Nunca fui un chico que se destaque ni que tenga grandes anécdotas u ocurrencias como tantos. Es más, creo que en toda mi infancia cosas notables como la luna no me llamaron la atención, la daba como un hecho
natural sin importancia.
No sé cuándo comencé a mirar la luna. Una vez apareció un fuego en el medio del mar, un fuego que crecía con una simetría horizontal hasta volverse gigante. Por fin se despegó del horizonte y resultó ser una media luna roja, muy roja. Pero no sé. Sé que no fue en una luna llena, por que algo no me gusta de las lunas llenas y supongo qué es. Cuando hay lunas menguantes o crecientes o como sea pero iluminada en parte, pienso en dónde está el sol, dónde la tierra, me gusta mirar la sombra redonda de la tierra sobre la luna también redonda. Imagino que ahí, en ese límite de la tierra hay algún hombre y un árbol, en ese límite exacto de la tierra y la luz del sol. Por eso intento ver en la sombra que hace la tierra sobre la luna la figura de ese hombre o de ese árbol. Es imposible, sí, ya sé, pero por minúscula que sea esa sombra debe estar en algún lugar de la luna, la sombra de un hombre que no sospecha nada porque tiene un sol que le da y que lo calienta, no sabe que una parte de su sombra, que parece desparramarse por kilómetros, está en la luna; que la sombra de su cabeza está en la luna mientras él no sospecha nada con el sol en plena cara. Lo sé porque nunca me pude acordar de la luna cuando estoy mirando el sol desaparecer tras la tierra mientras mi cabeza, tal vez, es una sombra que se va perdiendo en la luna.

• _Desafío 1_
Traduce al inglés esta oración del fragmento sobre la luna: "Por fin se despegó del horizonte y resultó ser una media luna roja, muy roja."
Las entradas no tienen ninguna relación con el fragmento.

• _Datos de trabajo_
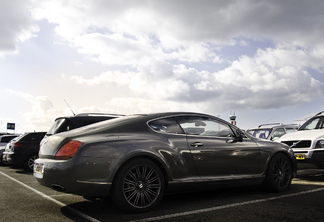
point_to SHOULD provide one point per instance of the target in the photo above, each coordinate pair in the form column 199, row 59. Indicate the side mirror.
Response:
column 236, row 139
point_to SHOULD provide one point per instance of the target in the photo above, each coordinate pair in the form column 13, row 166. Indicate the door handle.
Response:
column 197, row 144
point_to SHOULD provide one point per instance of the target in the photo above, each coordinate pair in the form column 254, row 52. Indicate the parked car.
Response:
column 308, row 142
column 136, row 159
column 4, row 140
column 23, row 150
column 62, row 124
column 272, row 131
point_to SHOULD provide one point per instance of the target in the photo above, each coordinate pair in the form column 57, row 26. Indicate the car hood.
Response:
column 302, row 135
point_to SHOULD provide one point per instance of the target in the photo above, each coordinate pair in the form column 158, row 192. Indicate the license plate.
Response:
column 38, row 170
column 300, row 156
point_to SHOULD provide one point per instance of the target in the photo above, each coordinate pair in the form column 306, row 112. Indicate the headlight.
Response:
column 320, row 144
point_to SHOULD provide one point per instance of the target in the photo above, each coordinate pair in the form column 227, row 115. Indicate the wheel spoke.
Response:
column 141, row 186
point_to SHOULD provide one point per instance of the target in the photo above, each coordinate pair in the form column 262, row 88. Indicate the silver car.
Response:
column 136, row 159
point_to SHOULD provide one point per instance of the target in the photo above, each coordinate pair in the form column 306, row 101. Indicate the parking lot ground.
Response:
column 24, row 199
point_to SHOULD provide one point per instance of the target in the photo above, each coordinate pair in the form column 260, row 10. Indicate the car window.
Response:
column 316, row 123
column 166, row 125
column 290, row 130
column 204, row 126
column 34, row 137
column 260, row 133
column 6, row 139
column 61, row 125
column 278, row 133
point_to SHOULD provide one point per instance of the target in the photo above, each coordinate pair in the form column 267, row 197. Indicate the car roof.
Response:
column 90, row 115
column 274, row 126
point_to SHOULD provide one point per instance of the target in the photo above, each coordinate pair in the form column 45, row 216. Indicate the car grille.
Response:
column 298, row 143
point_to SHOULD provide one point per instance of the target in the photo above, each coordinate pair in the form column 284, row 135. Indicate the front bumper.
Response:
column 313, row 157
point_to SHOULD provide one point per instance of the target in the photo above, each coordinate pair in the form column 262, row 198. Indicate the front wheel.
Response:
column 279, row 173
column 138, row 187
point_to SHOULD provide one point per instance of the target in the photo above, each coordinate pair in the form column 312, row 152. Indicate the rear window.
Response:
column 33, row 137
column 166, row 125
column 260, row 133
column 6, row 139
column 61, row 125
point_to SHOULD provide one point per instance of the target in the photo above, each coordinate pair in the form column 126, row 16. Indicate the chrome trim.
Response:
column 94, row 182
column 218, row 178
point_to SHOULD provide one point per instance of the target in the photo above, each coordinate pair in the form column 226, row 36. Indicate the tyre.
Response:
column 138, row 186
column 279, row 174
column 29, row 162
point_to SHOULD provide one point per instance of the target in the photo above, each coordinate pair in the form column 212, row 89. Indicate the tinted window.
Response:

• _Desafío 2_
Muestra cada línea de las entradas que contenga la cadena "roof", distinguiendo entre mayúsculas y minúsculas.

• _Respuesta esperada 1_
At last it broke away from the horizon and turned out to be a red half-moon, very red.

• _Respuesta esperada 2_
point_to SHOULD provide one point per instance of the target in the photo above, each coordinate pair in the form column 267, row 197. Indicate the car roof.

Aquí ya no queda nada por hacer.